-- Opening Marker --
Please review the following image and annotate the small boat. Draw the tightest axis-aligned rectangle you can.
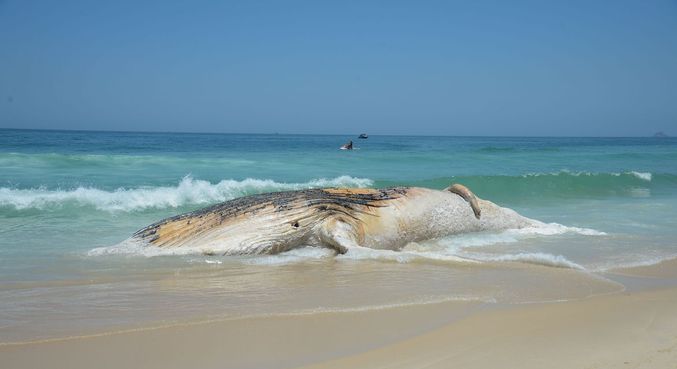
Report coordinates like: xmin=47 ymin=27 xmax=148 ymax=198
xmin=358 ymin=133 xmax=368 ymax=139
xmin=340 ymin=140 xmax=353 ymax=150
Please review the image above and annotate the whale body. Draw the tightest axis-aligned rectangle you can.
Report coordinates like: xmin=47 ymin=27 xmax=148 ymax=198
xmin=130 ymin=184 xmax=536 ymax=255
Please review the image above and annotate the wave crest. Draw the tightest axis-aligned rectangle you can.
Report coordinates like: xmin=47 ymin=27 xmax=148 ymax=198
xmin=0 ymin=175 xmax=373 ymax=212
xmin=440 ymin=171 xmax=665 ymax=202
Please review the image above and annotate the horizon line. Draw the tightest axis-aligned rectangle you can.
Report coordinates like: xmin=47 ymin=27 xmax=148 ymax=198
xmin=0 ymin=127 xmax=670 ymax=139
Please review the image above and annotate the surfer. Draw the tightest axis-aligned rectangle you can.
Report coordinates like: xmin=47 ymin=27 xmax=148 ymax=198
xmin=340 ymin=140 xmax=353 ymax=150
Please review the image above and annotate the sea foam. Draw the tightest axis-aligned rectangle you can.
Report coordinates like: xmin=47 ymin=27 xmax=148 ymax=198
xmin=629 ymin=171 xmax=652 ymax=181
xmin=90 ymin=221 xmax=604 ymax=271
xmin=429 ymin=222 xmax=606 ymax=251
xmin=468 ymin=252 xmax=585 ymax=270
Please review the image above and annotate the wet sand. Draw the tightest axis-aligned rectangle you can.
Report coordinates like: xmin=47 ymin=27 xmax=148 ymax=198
xmin=0 ymin=300 xmax=483 ymax=369
xmin=2 ymin=259 xmax=677 ymax=369
xmin=302 ymin=286 xmax=677 ymax=369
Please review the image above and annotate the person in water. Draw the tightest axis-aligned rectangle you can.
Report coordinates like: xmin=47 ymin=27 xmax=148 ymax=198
xmin=340 ymin=140 xmax=353 ymax=150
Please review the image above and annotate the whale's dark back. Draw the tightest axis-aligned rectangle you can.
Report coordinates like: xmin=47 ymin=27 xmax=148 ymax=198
xmin=132 ymin=187 xmax=409 ymax=246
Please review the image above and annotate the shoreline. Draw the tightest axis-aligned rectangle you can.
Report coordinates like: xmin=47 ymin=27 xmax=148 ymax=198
xmin=2 ymin=258 xmax=677 ymax=369
xmin=0 ymin=295 xmax=490 ymax=348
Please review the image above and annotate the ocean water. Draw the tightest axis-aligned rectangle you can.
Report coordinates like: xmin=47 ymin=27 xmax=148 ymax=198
xmin=1 ymin=129 xmax=677 ymax=342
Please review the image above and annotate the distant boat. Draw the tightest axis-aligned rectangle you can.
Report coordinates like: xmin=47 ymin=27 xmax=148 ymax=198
xmin=653 ymin=131 xmax=669 ymax=138
xmin=340 ymin=140 xmax=354 ymax=150
xmin=358 ymin=133 xmax=368 ymax=139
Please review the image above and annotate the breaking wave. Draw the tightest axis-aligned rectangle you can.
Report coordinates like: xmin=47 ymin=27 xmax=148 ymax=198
xmin=378 ymin=171 xmax=672 ymax=202
xmin=461 ymin=171 xmax=659 ymax=198
xmin=0 ymin=175 xmax=373 ymax=212
xmin=3 ymin=170 xmax=671 ymax=213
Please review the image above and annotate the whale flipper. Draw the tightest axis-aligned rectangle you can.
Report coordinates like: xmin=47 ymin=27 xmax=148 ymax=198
xmin=445 ymin=183 xmax=482 ymax=219
xmin=319 ymin=218 xmax=360 ymax=254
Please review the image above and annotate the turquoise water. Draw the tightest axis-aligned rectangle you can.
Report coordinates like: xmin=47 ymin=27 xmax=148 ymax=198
xmin=1 ymin=129 xmax=677 ymax=341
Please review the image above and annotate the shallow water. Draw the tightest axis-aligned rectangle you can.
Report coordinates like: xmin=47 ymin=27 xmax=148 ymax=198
xmin=1 ymin=129 xmax=676 ymax=342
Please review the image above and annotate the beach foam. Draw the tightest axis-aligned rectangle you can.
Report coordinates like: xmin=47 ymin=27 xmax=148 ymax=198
xmin=470 ymin=252 xmax=585 ymax=269
xmin=89 ymin=221 xmax=604 ymax=271
xmin=427 ymin=222 xmax=606 ymax=251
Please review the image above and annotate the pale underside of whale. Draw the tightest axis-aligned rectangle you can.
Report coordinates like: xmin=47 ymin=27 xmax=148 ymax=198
xmin=131 ymin=186 xmax=536 ymax=255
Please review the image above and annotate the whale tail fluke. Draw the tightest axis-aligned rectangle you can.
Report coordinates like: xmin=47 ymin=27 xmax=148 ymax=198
xmin=445 ymin=183 xmax=482 ymax=219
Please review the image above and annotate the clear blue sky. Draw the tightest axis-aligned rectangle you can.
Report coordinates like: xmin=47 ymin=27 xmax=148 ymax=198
xmin=1 ymin=0 xmax=676 ymax=136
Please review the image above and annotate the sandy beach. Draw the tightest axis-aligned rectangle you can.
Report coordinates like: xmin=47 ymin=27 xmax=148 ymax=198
xmin=2 ymin=259 xmax=676 ymax=369
xmin=3 ymin=0 xmax=677 ymax=367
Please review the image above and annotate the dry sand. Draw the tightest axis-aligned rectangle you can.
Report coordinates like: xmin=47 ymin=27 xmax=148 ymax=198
xmin=2 ymin=259 xmax=677 ymax=369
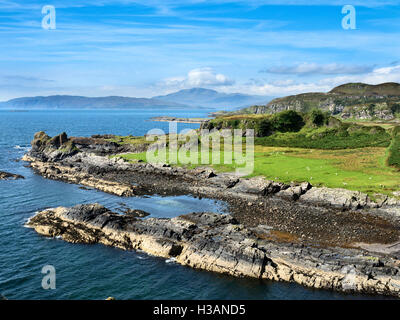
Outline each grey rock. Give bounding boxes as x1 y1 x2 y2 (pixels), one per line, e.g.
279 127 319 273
27 204 400 297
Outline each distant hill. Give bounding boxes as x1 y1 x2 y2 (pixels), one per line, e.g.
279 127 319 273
236 82 400 120
153 88 272 109
0 95 188 110
0 88 273 110
330 82 400 96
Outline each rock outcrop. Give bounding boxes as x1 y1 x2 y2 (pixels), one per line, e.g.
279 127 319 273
0 171 24 180
27 204 400 297
28 132 150 161
22 155 136 197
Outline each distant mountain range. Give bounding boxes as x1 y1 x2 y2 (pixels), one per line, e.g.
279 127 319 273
0 95 187 110
236 82 400 121
154 88 272 109
0 88 272 110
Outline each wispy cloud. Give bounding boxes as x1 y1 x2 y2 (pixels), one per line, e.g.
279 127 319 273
1 75 54 83
261 63 374 75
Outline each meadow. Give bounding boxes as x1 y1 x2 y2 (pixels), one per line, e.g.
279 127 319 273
118 145 400 196
114 111 400 197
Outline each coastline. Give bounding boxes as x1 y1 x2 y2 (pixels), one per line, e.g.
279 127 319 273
22 131 400 297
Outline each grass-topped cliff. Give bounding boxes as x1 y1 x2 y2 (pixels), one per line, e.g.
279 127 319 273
234 82 400 121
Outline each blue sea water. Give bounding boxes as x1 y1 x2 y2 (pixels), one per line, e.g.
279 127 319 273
0 109 391 300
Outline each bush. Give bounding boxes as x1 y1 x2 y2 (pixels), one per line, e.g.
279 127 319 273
271 110 305 132
258 118 272 136
255 124 391 149
387 126 400 169
390 103 400 115
309 108 329 127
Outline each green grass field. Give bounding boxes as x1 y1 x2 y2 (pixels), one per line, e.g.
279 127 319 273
112 111 400 197
249 146 400 195
117 144 400 196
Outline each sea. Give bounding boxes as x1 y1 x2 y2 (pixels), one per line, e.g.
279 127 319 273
0 109 390 300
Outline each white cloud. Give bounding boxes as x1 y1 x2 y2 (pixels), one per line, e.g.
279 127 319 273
187 68 234 86
229 64 400 98
160 67 234 90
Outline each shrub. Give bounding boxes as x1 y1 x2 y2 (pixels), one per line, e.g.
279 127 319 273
390 103 400 115
309 108 329 127
387 126 400 169
258 118 272 137
271 110 305 132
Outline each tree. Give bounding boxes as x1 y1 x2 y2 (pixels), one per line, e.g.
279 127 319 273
272 110 305 132
310 108 328 127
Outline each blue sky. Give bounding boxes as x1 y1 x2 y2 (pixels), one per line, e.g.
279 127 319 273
1 0 400 100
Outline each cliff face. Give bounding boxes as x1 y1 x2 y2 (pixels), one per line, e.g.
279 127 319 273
239 83 400 120
27 204 400 297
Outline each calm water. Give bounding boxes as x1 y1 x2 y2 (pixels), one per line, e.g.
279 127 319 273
0 109 390 300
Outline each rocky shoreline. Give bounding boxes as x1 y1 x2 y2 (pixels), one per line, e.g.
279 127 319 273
23 131 400 297
27 203 400 297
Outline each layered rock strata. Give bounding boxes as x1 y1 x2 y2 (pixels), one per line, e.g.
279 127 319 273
27 204 400 297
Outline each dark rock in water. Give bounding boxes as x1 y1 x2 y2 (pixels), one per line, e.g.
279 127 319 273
0 171 24 180
0 294 7 300
79 186 92 191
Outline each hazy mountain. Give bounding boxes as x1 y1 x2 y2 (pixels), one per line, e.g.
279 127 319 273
0 95 189 110
153 88 273 109
236 82 400 120
0 88 272 110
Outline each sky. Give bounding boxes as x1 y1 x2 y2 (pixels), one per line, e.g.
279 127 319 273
1 0 400 100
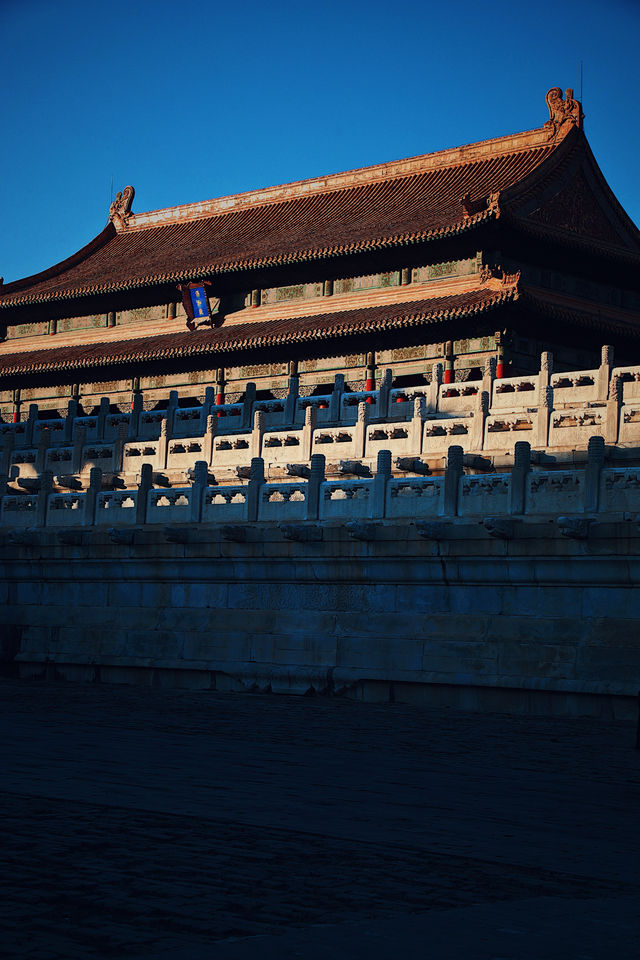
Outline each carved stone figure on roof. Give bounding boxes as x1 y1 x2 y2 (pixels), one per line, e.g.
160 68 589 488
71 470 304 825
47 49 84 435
545 87 582 139
108 185 135 228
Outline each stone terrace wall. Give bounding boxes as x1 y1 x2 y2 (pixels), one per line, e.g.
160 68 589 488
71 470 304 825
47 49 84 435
1 517 639 718
2 345 640 716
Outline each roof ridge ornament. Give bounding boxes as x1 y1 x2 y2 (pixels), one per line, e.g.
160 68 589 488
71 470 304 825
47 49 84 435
544 87 583 140
479 265 521 289
108 186 135 229
461 190 501 220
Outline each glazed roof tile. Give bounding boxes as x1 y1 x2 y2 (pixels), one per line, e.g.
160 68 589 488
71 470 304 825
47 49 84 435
0 285 517 376
1 127 560 308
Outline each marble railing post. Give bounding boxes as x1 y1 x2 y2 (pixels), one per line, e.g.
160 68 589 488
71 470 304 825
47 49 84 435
72 426 86 474
598 345 614 402
305 453 325 520
203 413 217 465
509 441 531 515
37 471 53 527
84 467 102 526
354 401 369 458
242 382 257 429
409 397 425 455
378 369 393 419
427 363 442 414
584 435 605 513
36 429 51 474
471 391 489 450
329 374 345 422
302 405 317 461
284 374 299 425
605 375 621 444
539 351 553 392
96 397 110 441
24 405 38 448
158 417 170 470
482 357 496 404
129 393 143 440
113 423 128 474
64 399 78 444
250 410 265 459
136 463 153 525
442 445 463 517
190 460 208 523
1 434 14 477
535 386 553 449
247 457 265 522
167 391 179 436
200 387 215 434
372 449 392 518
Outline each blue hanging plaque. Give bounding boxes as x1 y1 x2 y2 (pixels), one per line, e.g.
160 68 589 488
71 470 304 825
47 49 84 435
189 285 210 319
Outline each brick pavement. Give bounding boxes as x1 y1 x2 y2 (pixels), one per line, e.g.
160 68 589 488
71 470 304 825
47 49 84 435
1 679 639 958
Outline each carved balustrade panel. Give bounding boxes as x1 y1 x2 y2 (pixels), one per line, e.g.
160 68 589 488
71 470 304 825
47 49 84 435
484 414 536 452
548 407 605 447
438 385 480 415
551 370 599 406
340 392 378 424
202 485 248 522
82 445 116 471
526 470 583 514
458 475 510 517
320 480 372 519
262 431 303 464
146 487 192 524
258 483 307 520
366 426 411 459
212 435 252 468
0 495 38 526
95 491 138 525
386 477 444 518
294 396 333 425
312 428 356 459
47 493 85 526
599 468 640 514
122 443 160 477
619 404 640 443
73 417 98 442
491 376 539 410
167 439 204 469
422 419 472 455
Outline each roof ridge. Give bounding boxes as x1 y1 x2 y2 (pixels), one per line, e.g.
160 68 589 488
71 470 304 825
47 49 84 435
124 124 558 233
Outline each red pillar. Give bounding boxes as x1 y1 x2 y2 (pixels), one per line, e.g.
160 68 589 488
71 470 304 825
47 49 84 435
365 353 375 402
443 342 454 384
216 368 225 417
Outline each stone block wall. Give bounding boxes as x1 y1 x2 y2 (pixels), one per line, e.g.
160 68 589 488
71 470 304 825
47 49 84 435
1 520 639 717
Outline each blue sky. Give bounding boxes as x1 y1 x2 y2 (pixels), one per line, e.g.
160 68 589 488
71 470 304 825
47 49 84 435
1 0 638 283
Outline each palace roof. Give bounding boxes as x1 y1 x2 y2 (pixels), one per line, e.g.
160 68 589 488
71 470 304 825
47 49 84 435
0 280 518 375
3 87 637 312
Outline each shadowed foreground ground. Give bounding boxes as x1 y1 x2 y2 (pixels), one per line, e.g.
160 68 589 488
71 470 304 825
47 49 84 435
1 679 639 959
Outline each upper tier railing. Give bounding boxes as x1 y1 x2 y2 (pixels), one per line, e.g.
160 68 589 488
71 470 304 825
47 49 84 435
2 347 640 485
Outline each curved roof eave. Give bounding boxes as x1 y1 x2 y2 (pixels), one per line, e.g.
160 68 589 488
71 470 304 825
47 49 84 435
0 210 496 309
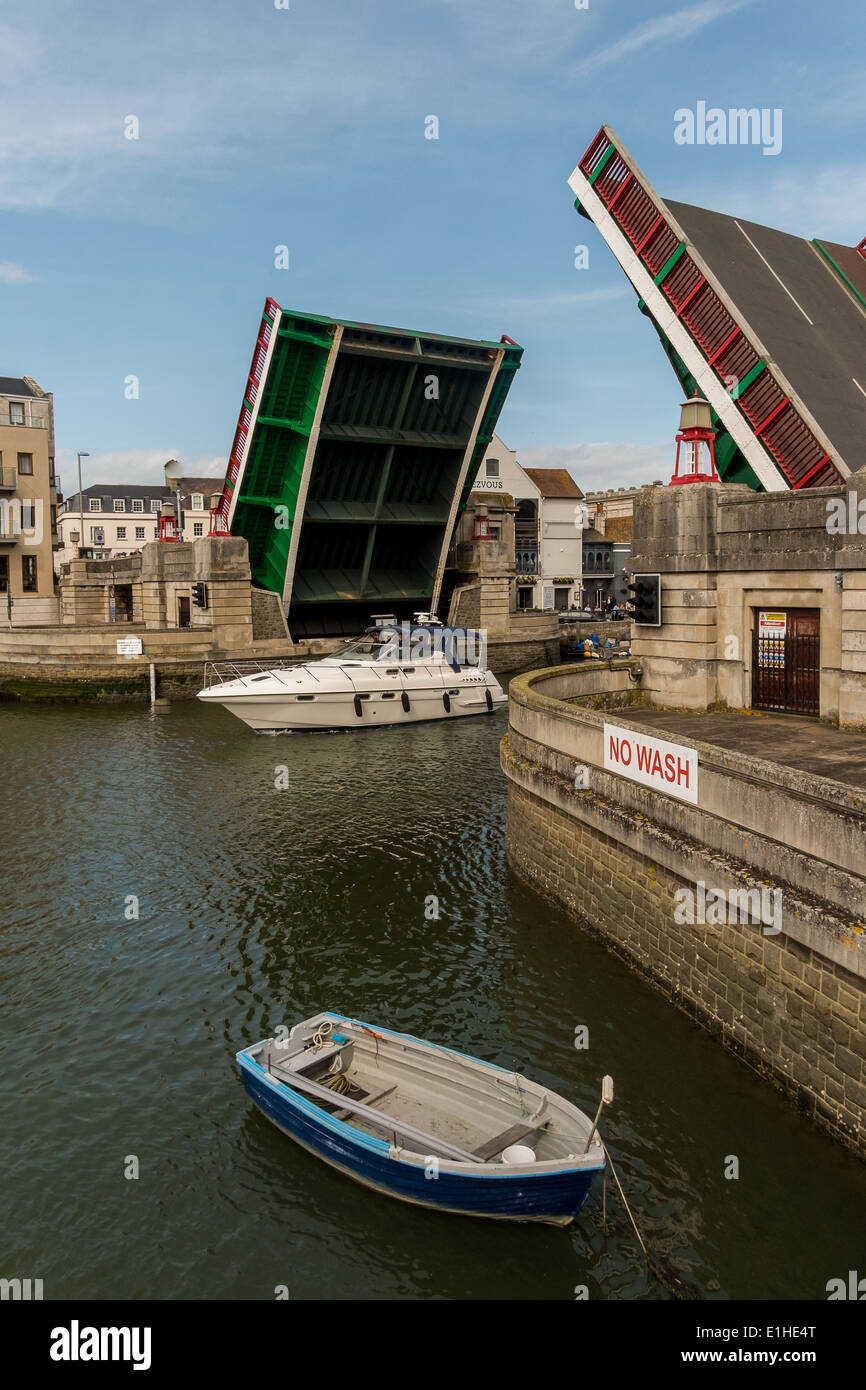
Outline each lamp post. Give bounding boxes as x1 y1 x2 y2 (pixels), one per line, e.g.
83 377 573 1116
-- Closing Marker --
What you will do: Could you write out exactly the lines of the data above that run from the one holding "Please review the image above and annotate the shallow" to the one holding "Outline each distant mountain", with both ends in and all pictures out?

Output for this exercise:
Please review the image above and annotate the shallow water. Draw the tightest axis-aligned rectangle you can.
Report coordinates like: xmin=47 ymin=27 xmax=148 ymax=198
xmin=1 ymin=129 xmax=676 ymax=342
Please review the image above and annotate the beach foam. Draw the tightest axis-aligned rectangle you can.
Report coordinates like: xmin=47 ymin=27 xmax=148 ymax=198
xmin=470 ymin=252 xmax=585 ymax=269
xmin=89 ymin=221 xmax=604 ymax=271
xmin=427 ymin=222 xmax=606 ymax=251
Please review the image above and annotate the pale underside of whale. Draw the tightest axis-aligned rectangle you can.
Report coordinates like: xmin=47 ymin=27 xmax=148 ymax=198
xmin=131 ymin=186 xmax=536 ymax=255
Please review the image above and annotate the whale tail fluke. Draw the tightest axis-aligned rectangle you can.
Report coordinates like: xmin=47 ymin=27 xmax=148 ymax=198
xmin=445 ymin=183 xmax=482 ymax=219
Please review the image above and annotate the clear blue sky. Draw the tightest axis-aligned rectangle you can.
Report coordinates like: xmin=47 ymin=27 xmax=148 ymax=198
xmin=1 ymin=0 xmax=676 ymax=136
Please review the image above and annotate the sandy beach. Draw the tightest axis-aligned rectangle you can.
Report coordinates like: xmin=47 ymin=27 xmax=148 ymax=198
xmin=2 ymin=259 xmax=676 ymax=369
xmin=3 ymin=0 xmax=677 ymax=367
Please review the image above and annotate the dry sand. Draw the tightest axis-aligned rectangle you can.
Report coordinates like: xmin=47 ymin=27 xmax=148 ymax=198
xmin=2 ymin=259 xmax=677 ymax=369
Outline each grey rock. Give bounding boxes as x1 y1 x2 y2 (pixels), one per line, e.g.
279 127 319 273
27 204 400 297
Outline each distant hill. Give bounding boxes as x1 y1 x2 y2 (pixels), one per line, e.g.
279 127 319 273
236 82 400 120
153 88 272 109
0 95 188 110
0 88 273 110
330 82 400 96
Outline each rock outcrop. Give bounding boxes as x1 y1 x2 y2 (pixels), one per line, e.g.
279 127 319 273
0 171 24 180
27 204 400 297
28 132 150 161
22 155 136 197
Outline each distant mountain range. Give bounding boxes as x1 y1 x2 y2 (pixels), one per line, e.g.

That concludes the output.